#### TESTO FORNITO
--------------------------------------------------

L’ex team manager di KTM e Pramac ha ripercorso varie fasi della sua avventura nel motomondiale, in cui ha incontrato piloti fortissimi
28 agosto 2025
Quest’intervista a Francesco Guidotti risale a qualche settimana fa, ma molti degli argomenti sono ancora attuali, o sono comunque ricordi che si possono leggere in qualsiasi momento.
L’intervista, qui trascritta per la prima parte, è anche VIDEO. Il video lo trovate qui sotto, ma una raccomandazione: siccome l’audio non è perfetto, si ascolta meglio senza cuffie, perché con cuffie e auricolari si amplia il rumore di sottofondo.
La prima domanda è su Max Biaggi, con cui di fatto hai iniziato o quasi a frequentare questo mondo. Max in quegli anni venne fuori praticamente quasi dal niente, tutti sapevano che aveva provato la moto un giorno, per caso, ed era risultato subito veloce. Tu l’hai vissuto da vicino. Che tipo era?
“Diciamo che in quell’epoca lì era un po’ più facile vedere il talento, perché le moto da corsa, erano veramente difficili da guidare, da portare in quel range di utilizzo in cui poi la facevi scorrere e veniva fuori il tempo. Lui aveva fatto vedere alla Sport Production, all’epoca fucina di piloti, però dopo da pilota a campione la differenza è abbastanza grossa… a Misano ci fu una stage per selezionare i piloti per il Team Italia dell’anno successivo e ci furono diversi che andarono forte, ma lui andò particolarmente forte. Fu abbastanza facile capire che quello era un pilota-campione”
Max Biaggi
Tu hai lavorato con tanti campioni. Max è uno fra quelli più forti con cui hai lavorato…
“Sì, indubbiamente. Perché poi comunque lui ha anche delle particolarità che per l’epoca non erano così comuni come adesso. Stava molto molto attento sia alla forma fisica che all’alimentazione, cosa che 30 e passa anni fa era un po’ una novità. Invece lui ha sempre dedicato molta attenzione alla preparazione fisica che venne un po’ fuori anche per caso ed è sempre stato uno che ha mangiato pochissimo, ha abituato il suo corpo ad aver bisogno di poco cibo”
Ed è ancora così…
“È ancora così, mi ricordo l’ultimo anno che abbiamo lavorato insieme, 2010-2011, l’epoca della Superbike con Aprilia, lui veramente non è maniacale, non è quello che soffre perché non mangia, perché si è talmente abituato che gli viene naturale, però mangia veramente poco.

--------------------------------------------------

#### CONSEGNA A
Copia fedelmente dall'intervista a Francesco Guidotti il passo che si apre con le parole "Ed è ancora" e si chiude con "mangia veramente poco.".
Le voci non hanno alcun legame con l'intervista.

--------------------------------------------------

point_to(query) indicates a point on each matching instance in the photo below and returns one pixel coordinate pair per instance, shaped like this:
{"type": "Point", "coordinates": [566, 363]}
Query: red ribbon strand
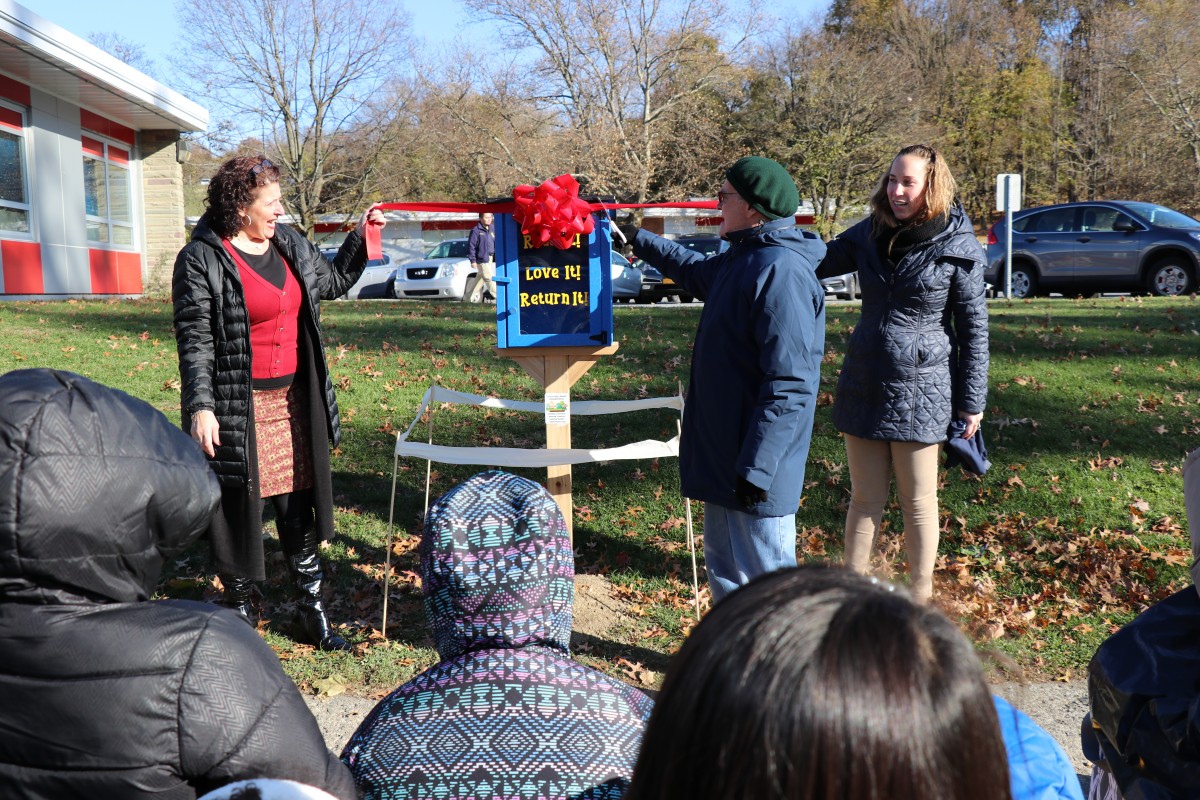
{"type": "Point", "coordinates": [551, 212]}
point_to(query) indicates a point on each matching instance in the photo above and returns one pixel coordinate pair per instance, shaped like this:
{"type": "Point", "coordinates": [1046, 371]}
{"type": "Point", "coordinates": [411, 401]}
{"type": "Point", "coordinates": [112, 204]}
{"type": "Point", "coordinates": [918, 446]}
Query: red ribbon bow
{"type": "Point", "coordinates": [552, 212]}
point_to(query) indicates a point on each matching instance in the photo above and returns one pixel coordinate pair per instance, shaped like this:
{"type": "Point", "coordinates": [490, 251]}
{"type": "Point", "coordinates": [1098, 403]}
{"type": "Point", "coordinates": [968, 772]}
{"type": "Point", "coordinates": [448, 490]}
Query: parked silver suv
{"type": "Point", "coordinates": [1099, 246]}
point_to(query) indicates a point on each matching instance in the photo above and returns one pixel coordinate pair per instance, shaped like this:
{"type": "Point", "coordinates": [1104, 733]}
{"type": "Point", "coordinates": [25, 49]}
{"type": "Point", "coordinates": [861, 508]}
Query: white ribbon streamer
{"type": "Point", "coordinates": [543, 457]}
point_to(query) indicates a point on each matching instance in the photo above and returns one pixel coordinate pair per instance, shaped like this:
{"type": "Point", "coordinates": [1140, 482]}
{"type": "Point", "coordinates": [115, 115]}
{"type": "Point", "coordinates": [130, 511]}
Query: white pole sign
{"type": "Point", "coordinates": [1008, 199]}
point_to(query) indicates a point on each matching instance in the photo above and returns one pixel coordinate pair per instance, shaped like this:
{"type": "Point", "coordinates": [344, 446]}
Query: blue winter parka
{"type": "Point", "coordinates": [755, 364]}
{"type": "Point", "coordinates": [919, 350]}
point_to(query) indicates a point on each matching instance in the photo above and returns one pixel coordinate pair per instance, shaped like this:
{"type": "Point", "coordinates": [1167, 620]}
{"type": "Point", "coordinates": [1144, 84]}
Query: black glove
{"type": "Point", "coordinates": [629, 230]}
{"type": "Point", "coordinates": [749, 494]}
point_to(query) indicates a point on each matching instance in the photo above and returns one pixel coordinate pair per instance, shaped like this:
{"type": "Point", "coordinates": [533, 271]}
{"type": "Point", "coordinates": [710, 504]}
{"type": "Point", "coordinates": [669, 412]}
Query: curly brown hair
{"type": "Point", "coordinates": [233, 187]}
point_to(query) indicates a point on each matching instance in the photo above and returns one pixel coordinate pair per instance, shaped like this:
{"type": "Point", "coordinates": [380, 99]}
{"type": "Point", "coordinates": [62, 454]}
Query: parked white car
{"type": "Point", "coordinates": [441, 275]}
{"type": "Point", "coordinates": [373, 283]}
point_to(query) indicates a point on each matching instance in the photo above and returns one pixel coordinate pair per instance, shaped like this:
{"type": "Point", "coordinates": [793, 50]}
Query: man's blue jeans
{"type": "Point", "coordinates": [739, 546]}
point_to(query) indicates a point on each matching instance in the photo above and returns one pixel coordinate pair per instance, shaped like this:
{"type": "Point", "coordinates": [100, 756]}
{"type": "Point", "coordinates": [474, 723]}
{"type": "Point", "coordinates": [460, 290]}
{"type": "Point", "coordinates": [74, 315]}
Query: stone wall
{"type": "Point", "coordinates": [162, 188]}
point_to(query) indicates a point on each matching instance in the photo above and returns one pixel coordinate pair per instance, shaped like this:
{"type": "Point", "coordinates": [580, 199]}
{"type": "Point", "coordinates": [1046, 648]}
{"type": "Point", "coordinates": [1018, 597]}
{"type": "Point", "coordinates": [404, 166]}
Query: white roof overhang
{"type": "Point", "coordinates": [54, 60]}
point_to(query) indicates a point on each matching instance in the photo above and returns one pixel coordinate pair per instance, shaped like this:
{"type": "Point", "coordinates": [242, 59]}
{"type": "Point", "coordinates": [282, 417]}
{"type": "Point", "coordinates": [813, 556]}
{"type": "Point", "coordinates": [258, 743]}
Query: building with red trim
{"type": "Point", "coordinates": [91, 192]}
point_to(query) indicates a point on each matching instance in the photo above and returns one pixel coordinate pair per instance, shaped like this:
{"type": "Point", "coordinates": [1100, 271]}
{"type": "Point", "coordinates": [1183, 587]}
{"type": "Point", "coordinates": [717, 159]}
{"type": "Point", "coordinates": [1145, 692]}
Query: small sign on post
{"type": "Point", "coordinates": [1008, 199]}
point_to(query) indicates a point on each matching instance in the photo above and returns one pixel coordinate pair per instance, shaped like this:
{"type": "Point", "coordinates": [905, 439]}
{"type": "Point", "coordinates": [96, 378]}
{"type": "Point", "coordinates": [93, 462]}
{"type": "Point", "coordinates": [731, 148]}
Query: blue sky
{"type": "Point", "coordinates": [154, 26]}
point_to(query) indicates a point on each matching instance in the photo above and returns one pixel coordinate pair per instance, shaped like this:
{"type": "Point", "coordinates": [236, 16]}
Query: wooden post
{"type": "Point", "coordinates": [556, 370]}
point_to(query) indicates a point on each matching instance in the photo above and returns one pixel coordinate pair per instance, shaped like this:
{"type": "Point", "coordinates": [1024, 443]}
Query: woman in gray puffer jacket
{"type": "Point", "coordinates": [918, 354]}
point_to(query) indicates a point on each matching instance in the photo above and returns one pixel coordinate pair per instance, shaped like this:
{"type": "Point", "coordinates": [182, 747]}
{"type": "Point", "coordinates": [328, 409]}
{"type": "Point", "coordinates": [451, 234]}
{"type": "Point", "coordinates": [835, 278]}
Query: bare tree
{"type": "Point", "coordinates": [125, 50]}
{"type": "Point", "coordinates": [831, 112]}
{"type": "Point", "coordinates": [300, 74]}
{"type": "Point", "coordinates": [618, 70]}
{"type": "Point", "coordinates": [1159, 58]}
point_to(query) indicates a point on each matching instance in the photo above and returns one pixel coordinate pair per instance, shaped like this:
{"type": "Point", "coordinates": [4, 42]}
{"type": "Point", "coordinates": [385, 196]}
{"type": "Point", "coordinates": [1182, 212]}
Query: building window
{"type": "Point", "coordinates": [107, 198]}
{"type": "Point", "coordinates": [13, 194]}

--------------------------------------------------

#### CONSEGNA B
Riporta tutte le righe delle voci in cui compare la stringa "post".

#### RISULTATO CORRETTO A
Ed è ancora così…
“È ancora così, mi ricordo l’ultimo anno che abbiamo lavorato insieme, 2010-2011, l’epoca della Superbike con Aprilia, lui veramente non è maniacale, non è quello che soffre perché non mangia, perché si è talmente abituato che gli viene naturale, però mangia veramente poco.

#### RISULTATO CORRETTO B
Query: small sign on post
Query: wooden post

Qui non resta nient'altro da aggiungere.